> Gestellte Aufgabe 1: Wiederhole wortgetreu den Abschnitt des Textes über die Umsetzung unionsrechtlicher Vorschriften, der zwischen „- Soweit zum“ und „noch nicht abgeschlossen).“ liegt, beide eingeschlossen.

> Ausgewählter Text:
+---+

Verhältnis zu Rechtsvorschriften der Europäischen Union:

Mit dem ÖStP 2012 werden folgende unionsrechtliche Vorschriften umgesetzt:

- der Vertrag über Stabilität, Koordinierung und Steuerung (Fiskalpakt),

das sog. „Sixpack“:

-Verordnung (EU) Nr. 1173/2011 des Europäischen Parlaments und des Rates vom 16. November 2011 über die wirksame Durchsetzung der haushaltspolitischen Überwachung im Euro-Währungsgebiet;

- Verordnung (EU) Nr. 1174/2011 des Europäischen Parlaments und des Rates vom 16. November 2011 über Durchsetzungsmaßnahmen zur Korrektur übermäßiger makroökonomischer Ungleichgewichte im Euro-Währungsgebiet;

- Verordnung (EU) Nr. 1175/2011 des Europäischen Parlaments und des Rates vom 16. November 2011 zur Änderung der Verordnung (EG) Nr. 1466/97 des Rates über den Ausbau der haushaltspolitischen Überwachung und der Überwachung und Koordinierung der Wirtschaftspolitiken;

- Verordnung (EU) Nr. 1176/2011 des Europäischen Parlaments und des Rates vom 16. November 2011 über die Vermeidung und Korrektur makroökonomischer Ungleichgewichte;

- Verordnung (EU) Nr. 1177/2011 des Rates vom 8. November 2011 zur Änderung der Verordnung (EG) Nr. 1467/97 über die Beschleunigung und Klärung des Verfahrens bei einem übermäßigen Defizit;

- Richtlinie 2011/85/EU des Rates vom 8. November 2011 über die Anforderungen an die haushaltspolitischen Rahmen der Mitgliedstaaten;

- Soweit zum Unterfertigungszeitpunkt 9. Mai 2012 bereits bekannt, Vorgaben der „Verordnung über den Ausbau der wirtschafts- und haushaltspolitischen Überwachung von Mitgliedstaaten, die von gravierenden Schwierigkeiten in Bezug auf ihre finanzielle Stabilität im Euro-Währungsgebiet betroffen oder bedroht sind“ (Teil des sog. „Two-Pack“ der Europäischen Union, Vorlage der Europäischen Kommission am 23.11.2011 (KOM[2011] 819 und 821); Einigung der Mitgliedstaaten im EcoFin Rat am 21. Februar 2012 auf eine allgemeine Ausrichtung des Rates (dok 6565/12 und 6566/12); Trilogverfahren noch nicht abgeschlossen).

+---+

> Daten zur Aufgabe:
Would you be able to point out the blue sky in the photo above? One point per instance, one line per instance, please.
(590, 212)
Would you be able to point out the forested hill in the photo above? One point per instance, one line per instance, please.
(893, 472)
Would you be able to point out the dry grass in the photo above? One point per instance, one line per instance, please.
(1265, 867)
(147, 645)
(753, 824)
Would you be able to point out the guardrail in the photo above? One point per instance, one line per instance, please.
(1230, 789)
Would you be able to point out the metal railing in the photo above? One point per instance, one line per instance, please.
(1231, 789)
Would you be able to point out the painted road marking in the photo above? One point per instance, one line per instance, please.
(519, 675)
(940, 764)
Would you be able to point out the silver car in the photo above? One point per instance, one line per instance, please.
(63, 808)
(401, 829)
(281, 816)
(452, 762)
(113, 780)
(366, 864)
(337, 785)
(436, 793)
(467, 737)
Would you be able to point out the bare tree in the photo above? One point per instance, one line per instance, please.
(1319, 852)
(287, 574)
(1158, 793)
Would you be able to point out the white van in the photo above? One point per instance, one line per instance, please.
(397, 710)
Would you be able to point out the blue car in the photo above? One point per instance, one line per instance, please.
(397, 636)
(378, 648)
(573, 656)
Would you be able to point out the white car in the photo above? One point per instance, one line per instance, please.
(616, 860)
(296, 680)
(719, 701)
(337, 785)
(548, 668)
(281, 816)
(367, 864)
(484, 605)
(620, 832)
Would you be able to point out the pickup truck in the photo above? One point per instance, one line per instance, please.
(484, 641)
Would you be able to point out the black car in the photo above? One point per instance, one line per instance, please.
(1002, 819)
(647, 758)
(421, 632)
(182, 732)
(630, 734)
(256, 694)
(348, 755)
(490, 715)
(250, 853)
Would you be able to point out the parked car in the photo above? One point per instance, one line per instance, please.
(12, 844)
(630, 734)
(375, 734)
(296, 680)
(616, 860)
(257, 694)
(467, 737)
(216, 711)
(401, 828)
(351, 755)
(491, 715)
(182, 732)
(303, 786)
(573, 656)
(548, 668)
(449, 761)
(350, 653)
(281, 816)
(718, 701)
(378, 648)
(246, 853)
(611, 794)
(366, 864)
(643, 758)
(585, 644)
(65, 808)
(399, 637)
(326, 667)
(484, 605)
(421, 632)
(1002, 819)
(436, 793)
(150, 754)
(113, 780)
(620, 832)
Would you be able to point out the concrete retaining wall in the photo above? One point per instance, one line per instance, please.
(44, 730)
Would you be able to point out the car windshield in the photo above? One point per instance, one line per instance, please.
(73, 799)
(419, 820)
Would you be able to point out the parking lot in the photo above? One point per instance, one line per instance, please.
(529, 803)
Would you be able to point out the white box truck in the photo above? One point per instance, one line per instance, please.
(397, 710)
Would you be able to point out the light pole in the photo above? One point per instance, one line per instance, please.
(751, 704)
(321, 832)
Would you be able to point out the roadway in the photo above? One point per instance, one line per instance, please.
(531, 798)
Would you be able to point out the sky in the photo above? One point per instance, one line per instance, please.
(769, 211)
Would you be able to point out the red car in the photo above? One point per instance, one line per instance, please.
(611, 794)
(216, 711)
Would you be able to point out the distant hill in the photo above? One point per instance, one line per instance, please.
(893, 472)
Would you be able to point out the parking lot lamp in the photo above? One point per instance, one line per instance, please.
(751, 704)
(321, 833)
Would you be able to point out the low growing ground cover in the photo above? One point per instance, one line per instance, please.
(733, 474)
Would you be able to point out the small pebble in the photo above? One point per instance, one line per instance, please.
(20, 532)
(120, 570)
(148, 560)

+---+

> Gestellte Aufgabe 2: Gib aus der Auflistung unverändert nur die Zeilen wieder, die vom Beginn der Auflistung bis einschließlich der Zeile mit „(1158, 793)“ reichen.

> Ergebnis der Aufgabe 1:
- Soweit zum Unterfertigungszeitpunkt 9. Mai 2012 bereits bekannt, Vorgaben der „Verordnung über den Ausbau der wirtschafts- und haushaltspolitischen Überwachung von Mitgliedstaaten, die von gravierenden Schwierigkeiten in Bezug auf ihre finanzielle Stabilität im Euro-Währungsgebiet betroffen oder bedroht sind“ (Teil des sog. „Two-Pack“ der Europäischen Union, Vorlage der Europäischen Kommission am 23.11.2011 (KOM[2011] 819 und 821); Einigung der Mitgliedstaaten im EcoFin Rat am 21. Februar 2012 auf eine allgemeine Ausrichtung des Rates (dok 6565/12 und 6566/12); Trilogverfahren noch nicht abgeschlossen).

> Ergebnis der Aufgabe 2:
Would you be able to point out the blue sky in the photo above? One point per instance, one line per instance, please.
(590, 212)
Would you be able to point out the forested hill in the photo above? One point per instance, one line per instance, please.
(893, 472)
Would you be able to point out the dry grass in the photo above? One point per instance, one line per instance, please.
(1265, 867)
(147, 645)
(753, 824)
Would you be able to point out the guardrail in the photo above? One point per instance, one line per instance, please.
(1230, 789)
Would you be able to point out the metal railing in the photo above? One point per instance, one line per instance, please.
(1231, 789)
Would you be able to point out the painted road marking in the photo above? One point per instance, one line per instance, please.
(519, 675)
(940, 764)
Would you be able to point out the silver car in the photo above? One point per instance, one line per instance, please.
(63, 808)
(401, 829)
(281, 816)
(452, 762)
(113, 780)
(366, 864)
(337, 785)
(436, 793)
(467, 737)
Would you be able to point out the bare tree in the photo above? One point per instance, one line per instance, please.
(1319, 852)
(287, 574)
(1158, 793)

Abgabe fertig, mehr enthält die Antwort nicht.